> DATA FOR REVIEW
-*-*-

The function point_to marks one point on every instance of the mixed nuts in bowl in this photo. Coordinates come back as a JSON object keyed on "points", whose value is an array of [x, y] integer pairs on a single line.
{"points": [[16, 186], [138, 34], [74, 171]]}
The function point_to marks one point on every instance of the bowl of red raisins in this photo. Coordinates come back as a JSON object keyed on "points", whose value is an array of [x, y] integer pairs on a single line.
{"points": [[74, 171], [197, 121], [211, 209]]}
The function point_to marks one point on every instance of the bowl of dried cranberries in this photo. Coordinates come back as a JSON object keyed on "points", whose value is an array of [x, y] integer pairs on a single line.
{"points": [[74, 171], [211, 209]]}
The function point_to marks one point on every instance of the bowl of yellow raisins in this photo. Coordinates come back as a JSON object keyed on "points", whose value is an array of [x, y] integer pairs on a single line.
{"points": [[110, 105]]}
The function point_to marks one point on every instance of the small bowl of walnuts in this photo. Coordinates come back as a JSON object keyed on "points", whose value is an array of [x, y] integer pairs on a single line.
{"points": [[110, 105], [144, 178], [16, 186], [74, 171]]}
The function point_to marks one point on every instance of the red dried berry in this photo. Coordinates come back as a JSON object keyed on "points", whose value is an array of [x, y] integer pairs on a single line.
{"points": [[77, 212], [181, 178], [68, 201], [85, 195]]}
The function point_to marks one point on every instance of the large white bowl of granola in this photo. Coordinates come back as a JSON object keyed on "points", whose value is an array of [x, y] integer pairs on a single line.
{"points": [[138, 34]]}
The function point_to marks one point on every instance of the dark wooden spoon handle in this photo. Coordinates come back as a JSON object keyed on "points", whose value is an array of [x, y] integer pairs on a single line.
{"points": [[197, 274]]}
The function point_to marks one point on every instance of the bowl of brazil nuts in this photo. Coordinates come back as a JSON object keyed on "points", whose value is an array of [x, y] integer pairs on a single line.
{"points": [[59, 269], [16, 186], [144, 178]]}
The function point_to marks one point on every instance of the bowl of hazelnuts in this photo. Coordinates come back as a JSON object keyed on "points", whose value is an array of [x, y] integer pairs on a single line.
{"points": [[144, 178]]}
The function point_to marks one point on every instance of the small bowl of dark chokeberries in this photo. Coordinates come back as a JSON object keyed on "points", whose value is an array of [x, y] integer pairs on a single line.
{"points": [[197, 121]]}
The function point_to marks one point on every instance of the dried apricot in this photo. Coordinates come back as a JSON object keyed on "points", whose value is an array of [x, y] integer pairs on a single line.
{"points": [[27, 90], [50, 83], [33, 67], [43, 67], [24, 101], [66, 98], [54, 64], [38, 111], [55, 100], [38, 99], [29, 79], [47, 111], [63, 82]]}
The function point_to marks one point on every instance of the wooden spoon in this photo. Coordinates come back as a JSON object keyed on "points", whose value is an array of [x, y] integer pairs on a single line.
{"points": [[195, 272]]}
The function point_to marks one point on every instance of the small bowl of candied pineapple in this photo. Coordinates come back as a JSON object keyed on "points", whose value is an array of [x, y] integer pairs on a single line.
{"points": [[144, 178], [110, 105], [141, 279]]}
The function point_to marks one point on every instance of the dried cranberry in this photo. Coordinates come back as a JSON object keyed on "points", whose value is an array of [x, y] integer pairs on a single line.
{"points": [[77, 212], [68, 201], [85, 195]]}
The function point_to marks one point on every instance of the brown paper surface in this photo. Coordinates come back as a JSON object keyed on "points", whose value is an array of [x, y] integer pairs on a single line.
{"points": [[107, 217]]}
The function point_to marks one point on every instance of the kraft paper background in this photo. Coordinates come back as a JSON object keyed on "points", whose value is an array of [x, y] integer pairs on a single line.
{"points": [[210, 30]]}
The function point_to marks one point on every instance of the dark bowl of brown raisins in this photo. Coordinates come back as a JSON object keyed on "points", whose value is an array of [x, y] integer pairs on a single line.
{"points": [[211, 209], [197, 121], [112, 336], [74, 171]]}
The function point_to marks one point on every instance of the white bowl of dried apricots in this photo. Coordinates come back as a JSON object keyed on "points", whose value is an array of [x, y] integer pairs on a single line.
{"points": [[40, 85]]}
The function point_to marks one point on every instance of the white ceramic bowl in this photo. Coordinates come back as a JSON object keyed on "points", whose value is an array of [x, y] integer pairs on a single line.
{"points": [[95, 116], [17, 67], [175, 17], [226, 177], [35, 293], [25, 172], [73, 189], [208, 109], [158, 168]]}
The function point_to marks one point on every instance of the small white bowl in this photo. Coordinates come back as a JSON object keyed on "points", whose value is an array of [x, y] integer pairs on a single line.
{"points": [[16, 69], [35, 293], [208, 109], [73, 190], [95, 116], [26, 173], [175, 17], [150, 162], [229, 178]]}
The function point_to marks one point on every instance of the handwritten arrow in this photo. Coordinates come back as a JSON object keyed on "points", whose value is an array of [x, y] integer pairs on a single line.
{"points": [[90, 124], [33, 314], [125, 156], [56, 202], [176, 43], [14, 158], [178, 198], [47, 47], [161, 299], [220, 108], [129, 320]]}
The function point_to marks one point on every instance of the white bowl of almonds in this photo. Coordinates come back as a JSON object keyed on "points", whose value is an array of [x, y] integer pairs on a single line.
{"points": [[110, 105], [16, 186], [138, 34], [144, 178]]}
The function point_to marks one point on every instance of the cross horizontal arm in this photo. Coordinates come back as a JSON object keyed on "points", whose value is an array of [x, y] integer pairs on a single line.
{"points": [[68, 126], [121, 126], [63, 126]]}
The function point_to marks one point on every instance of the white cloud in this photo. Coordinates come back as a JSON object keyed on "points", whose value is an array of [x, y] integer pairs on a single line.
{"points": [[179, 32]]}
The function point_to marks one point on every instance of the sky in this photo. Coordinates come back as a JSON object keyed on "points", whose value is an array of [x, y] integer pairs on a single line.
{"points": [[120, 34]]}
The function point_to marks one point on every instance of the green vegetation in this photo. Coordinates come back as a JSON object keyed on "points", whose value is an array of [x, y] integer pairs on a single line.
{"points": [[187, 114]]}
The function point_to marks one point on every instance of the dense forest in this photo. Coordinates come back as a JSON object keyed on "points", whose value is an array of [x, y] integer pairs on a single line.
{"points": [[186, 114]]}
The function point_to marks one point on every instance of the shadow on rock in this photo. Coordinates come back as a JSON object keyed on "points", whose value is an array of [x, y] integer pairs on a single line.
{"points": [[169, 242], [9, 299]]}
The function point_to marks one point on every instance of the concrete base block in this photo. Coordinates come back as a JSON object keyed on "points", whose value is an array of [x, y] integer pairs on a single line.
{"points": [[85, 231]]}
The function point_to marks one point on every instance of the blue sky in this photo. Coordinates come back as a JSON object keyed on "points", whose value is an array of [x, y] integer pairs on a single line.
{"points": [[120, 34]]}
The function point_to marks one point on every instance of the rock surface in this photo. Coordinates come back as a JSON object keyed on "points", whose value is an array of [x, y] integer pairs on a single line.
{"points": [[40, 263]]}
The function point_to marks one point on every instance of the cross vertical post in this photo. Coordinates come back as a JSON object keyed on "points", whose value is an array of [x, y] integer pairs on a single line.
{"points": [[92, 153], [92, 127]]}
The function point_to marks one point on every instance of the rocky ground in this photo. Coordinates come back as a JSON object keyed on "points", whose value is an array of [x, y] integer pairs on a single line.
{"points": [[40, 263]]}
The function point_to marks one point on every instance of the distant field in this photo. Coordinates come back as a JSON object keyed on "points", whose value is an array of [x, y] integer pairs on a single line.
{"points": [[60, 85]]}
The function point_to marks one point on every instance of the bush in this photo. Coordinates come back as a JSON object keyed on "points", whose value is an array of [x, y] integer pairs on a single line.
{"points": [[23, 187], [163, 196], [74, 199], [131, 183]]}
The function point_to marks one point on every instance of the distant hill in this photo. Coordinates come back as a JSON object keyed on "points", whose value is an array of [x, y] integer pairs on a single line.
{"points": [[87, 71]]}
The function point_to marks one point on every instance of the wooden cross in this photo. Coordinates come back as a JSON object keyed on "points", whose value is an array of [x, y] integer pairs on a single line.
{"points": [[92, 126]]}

-*-*-

Every line from the one with "the wooden cross" to the end of the records above should be returned exactly, and no other lines.

> OUTPUT FOR THIS EXERCISE
The function point_to marks one point on every instance of the wooden cross in this photo. Coordinates come back as a JSON object keyed on "points", whose value is an array of [x, y] integer pairs on a single line.
{"points": [[92, 126]]}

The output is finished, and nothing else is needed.